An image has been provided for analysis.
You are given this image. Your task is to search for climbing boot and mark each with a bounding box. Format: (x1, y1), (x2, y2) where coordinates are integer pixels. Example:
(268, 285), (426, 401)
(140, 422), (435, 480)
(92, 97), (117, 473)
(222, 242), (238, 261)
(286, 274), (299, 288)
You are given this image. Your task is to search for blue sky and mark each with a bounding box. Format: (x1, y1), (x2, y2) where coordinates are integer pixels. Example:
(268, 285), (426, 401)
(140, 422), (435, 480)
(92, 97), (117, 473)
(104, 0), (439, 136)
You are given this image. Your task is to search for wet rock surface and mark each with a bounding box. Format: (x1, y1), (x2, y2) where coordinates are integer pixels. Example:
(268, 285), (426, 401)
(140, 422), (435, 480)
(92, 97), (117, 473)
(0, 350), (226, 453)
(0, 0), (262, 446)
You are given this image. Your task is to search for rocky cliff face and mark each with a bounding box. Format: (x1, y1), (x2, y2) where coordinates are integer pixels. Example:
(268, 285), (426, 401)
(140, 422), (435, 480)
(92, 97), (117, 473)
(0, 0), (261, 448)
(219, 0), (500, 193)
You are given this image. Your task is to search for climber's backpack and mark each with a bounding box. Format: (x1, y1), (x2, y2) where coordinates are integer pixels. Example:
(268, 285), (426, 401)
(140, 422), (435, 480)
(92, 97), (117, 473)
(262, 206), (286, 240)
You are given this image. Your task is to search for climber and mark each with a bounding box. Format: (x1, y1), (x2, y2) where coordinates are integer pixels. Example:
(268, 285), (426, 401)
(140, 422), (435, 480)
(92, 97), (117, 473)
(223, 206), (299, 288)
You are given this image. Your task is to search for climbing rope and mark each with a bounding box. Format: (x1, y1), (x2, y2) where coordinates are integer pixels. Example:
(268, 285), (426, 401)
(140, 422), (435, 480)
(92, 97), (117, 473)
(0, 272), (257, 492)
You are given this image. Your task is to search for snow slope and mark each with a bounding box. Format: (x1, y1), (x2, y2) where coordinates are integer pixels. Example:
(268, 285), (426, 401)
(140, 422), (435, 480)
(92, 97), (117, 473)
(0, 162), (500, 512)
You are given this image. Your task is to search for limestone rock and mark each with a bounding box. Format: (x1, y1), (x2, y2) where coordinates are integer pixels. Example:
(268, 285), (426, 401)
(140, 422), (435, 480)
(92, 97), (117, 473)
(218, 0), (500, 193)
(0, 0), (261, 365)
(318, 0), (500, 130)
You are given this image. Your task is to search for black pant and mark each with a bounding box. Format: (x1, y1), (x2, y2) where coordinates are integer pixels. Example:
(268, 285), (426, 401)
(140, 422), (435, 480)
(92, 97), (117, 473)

> [SET TASK] Rewrite all of the lines above as a numbered list, leaving out any blank lines.

> [SOLUTION TO THIS EXERCISE]
1. An image has been provided for analysis.
2. You are given this image. Your task is to search for climbing boot and mark each with a bounding box. Format: (x1, y1), (x2, y2) where coordinates are integer pixels. Example:
3. (268, 285), (426, 401)
4. (140, 422), (435, 480)
5. (92, 97), (117, 473)
6. (222, 242), (238, 261)
7. (286, 274), (299, 288)
8. You are given this image. Your task is to search for blue sky and mark each with a bounding box. Format: (x1, y1), (x2, y2) where coordinates are integer pixels. Example:
9. (268, 285), (426, 401)
10. (140, 422), (435, 480)
11. (92, 97), (117, 473)
12. (104, 0), (439, 136)
13. You are given this image. Your task is to search for wet rock surface and mark each with a bounding box. Format: (x1, y1), (x2, y2) where coordinates are integer pixels. Example:
14. (268, 285), (426, 401)
15. (140, 422), (435, 480)
16. (92, 97), (117, 473)
17. (0, 350), (226, 453)
18. (0, 0), (262, 446)
19. You are given this image. Your task is to search for rocky cliff face and mark each with a bounding box. Format: (x1, y1), (x2, y2) where coordinates are integer pixels. Example:
20. (268, 285), (426, 401)
21. (140, 422), (435, 480)
22. (92, 97), (117, 473)
23. (0, 0), (261, 448)
24. (219, 0), (500, 193)
25. You are given this image. Your task is to search for climber's backpack and mark each with a bounding box. Format: (x1, y1), (x2, y2) where coordinates are integer pixels. Example:
26. (268, 285), (426, 401)
27. (140, 422), (435, 480)
28. (92, 97), (117, 473)
29. (262, 206), (286, 240)
30. You are given this image. Your task is to search for climber and mark each with a bounding box. Format: (x1, y1), (x2, y2) where coordinates are integer pixels. Example:
31. (268, 285), (426, 401)
32. (140, 422), (435, 480)
33. (92, 97), (117, 473)
34. (223, 206), (299, 288)
35. You are given this image. Your task is to search for climbing rope and mark each with a bounding box. Format: (x1, y1), (x2, y2) where coordinates are integer pixels. Example:
36. (268, 285), (426, 401)
37. (140, 422), (435, 480)
38. (92, 97), (117, 473)
39. (0, 272), (257, 492)
40. You are given this image. Your task is to search for snow slope and mark each with a bounding box. Format: (x1, y1), (x2, y2) where coordinates are integer pixels. Example:
41. (268, 285), (426, 401)
42. (140, 422), (435, 480)
43. (92, 97), (117, 473)
44. (0, 162), (500, 512)
45. You are given this image. Your task is to search for limestone rock and mark each with a bounding box. Format: (x1, y1), (x2, y2) where coordinates are integer pixels. Example:
46. (268, 285), (426, 401)
47. (140, 422), (435, 480)
48. (92, 97), (117, 473)
49. (218, 0), (500, 193)
50. (0, 0), (261, 365)
51. (318, 0), (500, 130)
52. You are given this image. Your task is to search for black pant and mark each with a bounding box. Format: (x1, y1), (x2, y2) where coordinates are integer pixels. Example:
53. (268, 285), (426, 401)
54. (140, 422), (435, 480)
55. (92, 97), (117, 473)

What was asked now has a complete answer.